→ **Work order A**
Answer these from the sim racing excerpt, one line each:
(i) Which wheel shapes does Fantatec's ecosystem offer?
(ii) What is the travel of Vesaro's Quad Motion platform?
(iii) What reason is given for most sim racers not training on an actuator platform?
→ **Work order B**
Quote the sim racing excerpt word for word, between "At this level, your" and "and steering inputs.", inclusive.

→ **Excerpt**
--------------------
Fantatec’s higher end ecosystem is a good example. Once you invest in a direct drive unit, you have a choice of wheel shapes to reflect your discipline – GT, F1, rally or road models designed either for precise, gentle steering inputs or massive, lightning-fast rotations as you see from WRC or drift drivers. From there, you can add shifter and handbrake units, and pedals with different load cells, to build a cockpit that operates and feels like the virtual vehicle you’re driving.
At this level, your hands are engaged in the simulation, but your body isn’t. The bucket seats in sleds made by the likes of Playseat and Recaro put you in the right position to stamp on the brakes, but they’re not actually exerting any forces on you. That’s where electronic actuator platforms like Vesaro’s Quad Motion come in. Priced around R280 000, it’s a base that you build the sled and peripherals onto, and which changes in elevation with a travel of 1.5 inches to mimic the sensations of rolling over a track surface or trackside furniture, or the lateral and horizontal G forces you create with the throttle, brakes and steering inputs.
It is enjoyable, being thrown about on a platform of actuators. But truthfully most sim racers do not train in this way for the simple reason that the significant outlay does not necessarily lead to faster lap times. A consumer-grade actuator platform like this is immersive, but it’s not the most practical setup for someone who trains every day, or anyone who travels and wants to set up their rig quickly in a new location.
--------------------
→ **Entries supplied**
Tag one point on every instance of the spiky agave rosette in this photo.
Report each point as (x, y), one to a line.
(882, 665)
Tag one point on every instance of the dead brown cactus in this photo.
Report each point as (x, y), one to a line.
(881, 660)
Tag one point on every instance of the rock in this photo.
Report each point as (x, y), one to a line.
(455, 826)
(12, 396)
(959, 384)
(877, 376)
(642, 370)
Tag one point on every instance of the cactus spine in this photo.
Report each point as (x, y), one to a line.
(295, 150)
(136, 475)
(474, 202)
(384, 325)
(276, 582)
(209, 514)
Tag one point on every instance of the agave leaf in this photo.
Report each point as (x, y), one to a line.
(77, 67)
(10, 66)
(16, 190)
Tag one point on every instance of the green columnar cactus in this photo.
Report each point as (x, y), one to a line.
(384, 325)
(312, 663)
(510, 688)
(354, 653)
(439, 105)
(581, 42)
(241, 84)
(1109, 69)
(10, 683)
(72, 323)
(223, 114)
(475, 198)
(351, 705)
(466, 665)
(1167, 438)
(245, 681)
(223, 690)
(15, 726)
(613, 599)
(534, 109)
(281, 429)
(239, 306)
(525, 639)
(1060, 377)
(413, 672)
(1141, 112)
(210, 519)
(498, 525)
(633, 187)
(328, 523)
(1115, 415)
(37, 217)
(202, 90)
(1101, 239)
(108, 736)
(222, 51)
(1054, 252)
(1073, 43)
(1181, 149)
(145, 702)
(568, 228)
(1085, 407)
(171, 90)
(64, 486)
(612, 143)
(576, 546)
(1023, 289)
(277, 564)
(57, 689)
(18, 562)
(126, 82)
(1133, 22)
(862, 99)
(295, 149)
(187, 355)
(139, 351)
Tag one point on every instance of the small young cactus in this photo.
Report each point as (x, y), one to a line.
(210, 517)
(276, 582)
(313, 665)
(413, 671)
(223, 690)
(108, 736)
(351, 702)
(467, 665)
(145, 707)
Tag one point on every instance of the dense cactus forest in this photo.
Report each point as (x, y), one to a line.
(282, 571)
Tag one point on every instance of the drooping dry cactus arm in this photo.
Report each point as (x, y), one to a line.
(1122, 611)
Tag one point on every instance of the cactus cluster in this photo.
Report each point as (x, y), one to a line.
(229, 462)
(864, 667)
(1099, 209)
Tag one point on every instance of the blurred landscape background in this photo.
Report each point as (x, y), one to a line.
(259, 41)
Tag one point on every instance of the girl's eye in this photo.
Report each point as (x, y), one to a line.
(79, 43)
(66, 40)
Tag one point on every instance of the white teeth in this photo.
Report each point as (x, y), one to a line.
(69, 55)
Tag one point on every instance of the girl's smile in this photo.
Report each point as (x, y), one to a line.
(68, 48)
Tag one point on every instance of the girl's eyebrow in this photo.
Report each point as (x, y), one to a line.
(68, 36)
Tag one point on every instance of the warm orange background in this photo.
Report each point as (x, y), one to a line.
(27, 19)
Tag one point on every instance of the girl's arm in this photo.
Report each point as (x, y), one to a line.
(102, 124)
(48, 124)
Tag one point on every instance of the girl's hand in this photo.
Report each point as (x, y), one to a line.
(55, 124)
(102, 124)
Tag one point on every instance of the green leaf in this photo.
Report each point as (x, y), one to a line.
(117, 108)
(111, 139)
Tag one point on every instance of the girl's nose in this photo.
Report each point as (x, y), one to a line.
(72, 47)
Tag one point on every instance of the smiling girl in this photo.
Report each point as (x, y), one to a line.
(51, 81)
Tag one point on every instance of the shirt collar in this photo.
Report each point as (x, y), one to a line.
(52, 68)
--------------------
→ **Exercise result A**
(i) GT, F1, rally or road models
(ii) 1.5 inches
(iii) The significant outlay does not necessarily lead to faster lap times.

→ **Exercise result B**
At this level, your hands are engaged in the simulation, but your body isn’t. The bucket seats in sleds made by the likes of Playseat and Recaro put you in the right position to stamp on the brakes, but they’re not actually exerting any forces on you. That’s where electronic actuator platforms like Vesaro’s Quad Motion come in. Priced around R280 000, it’s a base that you build the sled and peripherals onto, and which changes in elevation with a travel of 1.5 inches to mimic the sensations of rolling over a track surface or trackside furniture, or the lateral and horizontal G forces you create with the throttle, brakes and steering inputs.